* _TEXT PROVIDED_
= = = = = = =

Dedication and desperation have defined the role of aged care providers and their devoted workers in doing the best they can to protect and save their residents from coronavirus in Victoria.

Dedication is the bottom line of care, but desperation has too often also been the reality, as COVID-19 infection and quarantine decimated local workforces while in too many cases  repeated requests for replacement staff went unmet.

I know of a home that was left with a single Registered Nurse and one Personal Care Worker to look after almost 70 residents on a shift – including more than half a dozen with the virus – as many appeals for replacement staff were not adequately filled. Many hospital transfer pleas were also left to languish.

Thankfully, there have been some recent resolutions to do better but the lessons learned by aged care providers and staff on the frontline are invaluable and must be taken into account at the highest level.

We must make protecting older Australians from coronavirus a national priority.  Moreover, we must commit to provide the staff on the frontline in aged care, working tirelessly to provide care and support for our treasured elders, with all the necessary supports to realise this objective.

This includes all the Personal Protective Equipment (PPE), training, funding and pandemic leave required to protect older Australians.

Whether an aged care service is community operated or faith-based, privately owned or government-run, all must comply with the national Aged Care Quality Standards.

And while many are quick to blame others, this is not the time for accusations against governments, health authorities or aged care services.  It is – as the Prime Minister has recently stated – the time for us to ‘move heaven and earth’ in our fight against COVID19.

New Zealand’s outbreak, after more than three months of no community cases, is a deadly warning that we are in war like no other.

Our COVID-19 battle is still raging and we may be only at the beginning of the fight.

With well over 200 COVID-19 deaths linked to aged care services across Australia to date, our foremost commitment must be to save those receiving care.

To help achieve this, Leading Age Services Australia (LASA) – a peak body for not-for-profit, privately owned and government operated aged care services – has compiled lessons learned from the fight against COVID19 from across each state and territory, shared them with all governments, and regularly updates and distributes these insights to aged care providers.

As our understanding of COVID19 continues to evolve, we are steadfast in our commitment to work hand-in-hand with governments and health authorities to ensure emerging policies and protections in aged care reflect the real operational experiences aged care providers have garnered during their confrontation with coronavirus over the past few months.

Like Australia’s heroic General Sir John Monash in World War I and General Sir Thomas Blamey in World II, the commanders and troops at the front of this fight must be given the opportunity for direct input into the next battle plan.

That is why we are calling for additional enhancements to our national approach in aged care.

This starts with the establishment of a national Aged Care Advisory Group, reporting directly to the National Cabinet.

= = = = = = =

* _QUESTIONS_
A – List the kinds of aged care service that the article on aged care and COVID-19 says must all comply with the national Aged Care Quality Standards.
B – According to the article on aged care and COVID-19, to whom would the proposed national Aged Care Advisory Group report directly?
C – Output the passage of the article on aged care and COVID-19 that starts at the words "This includes all" and stops after "fight against COVID19.".
The rows that follow have no connection to the article on aged care and COVID-19.

* _DATASET RECORDS_
= = = = = = =

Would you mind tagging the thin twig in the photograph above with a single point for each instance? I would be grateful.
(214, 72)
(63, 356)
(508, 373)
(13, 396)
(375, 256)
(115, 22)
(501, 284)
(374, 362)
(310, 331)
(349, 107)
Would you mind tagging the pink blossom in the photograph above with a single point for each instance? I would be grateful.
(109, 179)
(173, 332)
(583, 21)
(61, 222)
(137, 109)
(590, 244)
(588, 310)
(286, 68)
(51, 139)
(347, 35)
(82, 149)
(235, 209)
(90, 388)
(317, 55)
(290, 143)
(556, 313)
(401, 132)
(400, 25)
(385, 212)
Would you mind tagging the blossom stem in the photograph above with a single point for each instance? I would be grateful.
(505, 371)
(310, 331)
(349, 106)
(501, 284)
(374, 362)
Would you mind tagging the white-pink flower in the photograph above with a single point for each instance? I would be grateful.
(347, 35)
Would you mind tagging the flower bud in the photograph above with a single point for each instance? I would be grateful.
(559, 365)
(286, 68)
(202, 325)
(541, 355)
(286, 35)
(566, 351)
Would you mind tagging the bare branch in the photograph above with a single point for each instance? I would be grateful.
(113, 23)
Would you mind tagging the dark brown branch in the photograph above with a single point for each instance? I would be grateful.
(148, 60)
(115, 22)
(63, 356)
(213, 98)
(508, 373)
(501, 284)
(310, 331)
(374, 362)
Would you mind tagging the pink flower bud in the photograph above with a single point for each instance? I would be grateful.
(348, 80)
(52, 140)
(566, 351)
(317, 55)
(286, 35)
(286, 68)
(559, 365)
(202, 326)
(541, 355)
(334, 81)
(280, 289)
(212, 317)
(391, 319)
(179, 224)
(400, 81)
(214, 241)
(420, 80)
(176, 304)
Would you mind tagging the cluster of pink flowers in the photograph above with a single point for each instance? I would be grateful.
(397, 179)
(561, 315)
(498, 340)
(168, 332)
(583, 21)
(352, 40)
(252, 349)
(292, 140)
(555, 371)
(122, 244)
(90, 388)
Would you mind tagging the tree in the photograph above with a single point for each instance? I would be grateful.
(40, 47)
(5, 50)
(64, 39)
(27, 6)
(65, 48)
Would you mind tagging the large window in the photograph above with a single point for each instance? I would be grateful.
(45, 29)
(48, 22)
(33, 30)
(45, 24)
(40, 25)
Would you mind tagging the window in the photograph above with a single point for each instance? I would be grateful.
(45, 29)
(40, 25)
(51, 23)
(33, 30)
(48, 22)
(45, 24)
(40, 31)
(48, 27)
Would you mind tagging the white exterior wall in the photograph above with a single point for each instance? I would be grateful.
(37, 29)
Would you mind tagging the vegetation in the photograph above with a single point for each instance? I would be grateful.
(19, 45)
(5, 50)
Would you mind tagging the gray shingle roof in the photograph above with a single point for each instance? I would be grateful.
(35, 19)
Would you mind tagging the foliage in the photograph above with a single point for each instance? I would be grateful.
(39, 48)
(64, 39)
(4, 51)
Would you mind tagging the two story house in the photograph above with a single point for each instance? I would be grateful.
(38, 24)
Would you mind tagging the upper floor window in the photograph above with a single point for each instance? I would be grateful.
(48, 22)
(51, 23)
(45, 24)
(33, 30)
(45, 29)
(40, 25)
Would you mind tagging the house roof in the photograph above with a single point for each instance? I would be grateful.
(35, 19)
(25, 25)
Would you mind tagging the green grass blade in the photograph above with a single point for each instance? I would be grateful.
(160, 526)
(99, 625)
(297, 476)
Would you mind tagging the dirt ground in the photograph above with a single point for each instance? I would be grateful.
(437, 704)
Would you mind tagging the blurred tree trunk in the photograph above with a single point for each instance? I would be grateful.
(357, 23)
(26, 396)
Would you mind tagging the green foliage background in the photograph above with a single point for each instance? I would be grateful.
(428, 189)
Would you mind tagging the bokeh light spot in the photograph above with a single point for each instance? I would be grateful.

= = = = = = =

* _RESPONSES TO THE EXERCISE_
A –
- Community operated
- Faith-based
- Privately owned
- Government-run

B – The National Cabinet.

C –
This includes all the Personal Protective Equipment (PPE), training, funding and pandemic leave required to protect older Australians.

Whether an aged care service is community operated or faith-based, privately owned or government-run, all must comply with the national Aged Care Quality Standards.

And while many are quick to blame others, this is not the time for accusations against governments, health authorities or aged care services.  It is – as the Prime Minister has recently stated – the time for us to ‘move heaven and earth’ in our fight against COVID19.